### INSTRUCTION
Copy every line of the records below word for word, omitting the pictures.

-- BEGIN DATA FOR PROCESSING --

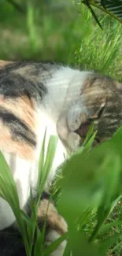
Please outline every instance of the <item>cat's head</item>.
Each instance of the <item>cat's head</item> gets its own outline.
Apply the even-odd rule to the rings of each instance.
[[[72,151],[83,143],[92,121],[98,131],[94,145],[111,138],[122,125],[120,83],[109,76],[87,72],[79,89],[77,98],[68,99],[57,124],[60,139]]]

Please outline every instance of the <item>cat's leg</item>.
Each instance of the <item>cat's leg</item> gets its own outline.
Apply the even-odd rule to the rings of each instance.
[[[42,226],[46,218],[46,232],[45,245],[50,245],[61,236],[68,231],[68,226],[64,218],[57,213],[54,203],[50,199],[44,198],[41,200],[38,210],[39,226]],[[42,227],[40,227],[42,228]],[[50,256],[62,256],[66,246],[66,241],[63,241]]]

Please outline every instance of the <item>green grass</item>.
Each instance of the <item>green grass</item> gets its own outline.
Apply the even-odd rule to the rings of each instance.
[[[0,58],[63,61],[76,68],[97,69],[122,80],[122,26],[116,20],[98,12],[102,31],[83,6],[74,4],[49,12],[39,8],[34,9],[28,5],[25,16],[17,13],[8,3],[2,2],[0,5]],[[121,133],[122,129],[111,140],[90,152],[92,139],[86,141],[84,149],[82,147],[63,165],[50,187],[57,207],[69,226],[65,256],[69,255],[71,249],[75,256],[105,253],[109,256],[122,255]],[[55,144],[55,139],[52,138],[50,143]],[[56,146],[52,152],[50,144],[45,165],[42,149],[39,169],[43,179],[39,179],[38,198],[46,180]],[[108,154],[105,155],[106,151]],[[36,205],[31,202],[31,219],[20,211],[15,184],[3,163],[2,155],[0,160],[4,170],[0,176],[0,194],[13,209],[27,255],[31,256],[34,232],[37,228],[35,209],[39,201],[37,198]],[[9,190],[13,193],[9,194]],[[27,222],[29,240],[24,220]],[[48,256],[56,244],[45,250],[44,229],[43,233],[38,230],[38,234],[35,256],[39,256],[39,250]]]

-- END DATA FOR PROCESSING --

### THE REPLY
Please outline every instance of the <item>cat's head</item>.
Each instance of the <item>cat's head</item> gets its own outline.
Apply the even-odd rule to the rings of each instance.
[[[72,151],[83,143],[92,121],[98,131],[94,145],[111,138],[122,125],[120,83],[109,76],[87,72],[79,89],[77,98],[68,99],[57,124],[60,139]]]

Please outline every instance of the <item>cat's leg</item>.
Each instance of the <item>cat's leg</item> gets its own outline.
Apply the even-odd rule to the rings of each instance.
[[[42,226],[46,218],[46,232],[45,245],[50,245],[61,236],[68,231],[68,226],[64,218],[57,213],[54,203],[50,199],[44,198],[41,200],[38,210],[39,226]],[[42,227],[40,227],[42,228]],[[50,256],[62,256],[66,246],[66,241],[63,241]]]

Please outline every instance of the <item>green grass</item>.
Each instance of the <item>green grass</item> gets its own outline.
Apply the even-odd rule to the rings of each instance.
[[[0,58],[63,61],[76,68],[97,69],[122,80],[122,26],[116,20],[98,12],[102,31],[83,6],[74,4],[49,12],[39,8],[34,9],[28,5],[25,16],[17,13],[8,3],[2,2],[0,5]],[[121,133],[122,129],[111,140],[90,152],[92,139],[86,141],[84,149],[82,147],[63,165],[50,187],[57,207],[69,226],[65,256],[69,255],[71,249],[75,256],[105,253],[109,256],[122,255]],[[55,144],[55,139],[52,138],[50,143]],[[56,146],[52,152],[50,144],[45,165],[42,149],[39,169],[43,179],[39,179],[38,198],[46,180]],[[108,154],[105,155],[106,151]],[[36,205],[31,202],[31,219],[20,211],[15,184],[3,163],[2,155],[0,160],[4,170],[0,176],[0,194],[13,209],[27,255],[31,256],[34,232],[37,228],[35,209],[39,201],[37,198]],[[9,190],[13,193],[9,194]],[[27,222],[29,240],[24,220]],[[48,256],[56,244],[45,250],[44,229],[43,233],[38,230],[38,234],[35,256],[39,256],[39,250]]]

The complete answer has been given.